(Pointing records)
= = =
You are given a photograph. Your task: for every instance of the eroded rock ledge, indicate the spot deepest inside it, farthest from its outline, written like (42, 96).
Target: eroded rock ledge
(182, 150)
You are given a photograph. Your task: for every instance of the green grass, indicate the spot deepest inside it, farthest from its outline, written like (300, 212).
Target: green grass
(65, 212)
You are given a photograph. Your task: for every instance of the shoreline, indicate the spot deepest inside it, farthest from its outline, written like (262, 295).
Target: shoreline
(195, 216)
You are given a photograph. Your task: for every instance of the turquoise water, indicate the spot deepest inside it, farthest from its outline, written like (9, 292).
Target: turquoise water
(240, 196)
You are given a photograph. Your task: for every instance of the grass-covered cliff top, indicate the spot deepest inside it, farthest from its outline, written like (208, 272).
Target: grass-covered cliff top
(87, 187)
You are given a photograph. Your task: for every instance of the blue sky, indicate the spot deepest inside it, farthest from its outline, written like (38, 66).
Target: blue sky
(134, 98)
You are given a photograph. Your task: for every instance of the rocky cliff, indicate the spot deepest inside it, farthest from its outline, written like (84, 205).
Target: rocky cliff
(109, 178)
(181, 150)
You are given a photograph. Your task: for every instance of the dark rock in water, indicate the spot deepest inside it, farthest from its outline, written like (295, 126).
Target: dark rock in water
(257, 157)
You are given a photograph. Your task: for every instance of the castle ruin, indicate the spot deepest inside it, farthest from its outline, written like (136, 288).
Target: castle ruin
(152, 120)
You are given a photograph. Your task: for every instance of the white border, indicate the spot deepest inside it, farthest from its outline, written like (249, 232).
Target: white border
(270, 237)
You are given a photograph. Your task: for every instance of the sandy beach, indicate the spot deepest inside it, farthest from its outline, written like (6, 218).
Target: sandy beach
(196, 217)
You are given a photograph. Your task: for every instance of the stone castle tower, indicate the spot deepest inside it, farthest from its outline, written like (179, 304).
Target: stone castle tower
= = =
Convert everything from the line containing "like (179, 304)." down to the last of the rows into a JSON list of strings, with one string per line and blank lines omitted.

[
  "You are given a photograph. Your task: for every instance of the stone castle tower, indicate the spot deepest inside it, farthest from its outline, written like (179, 304).",
  "Target: stone castle tower"
]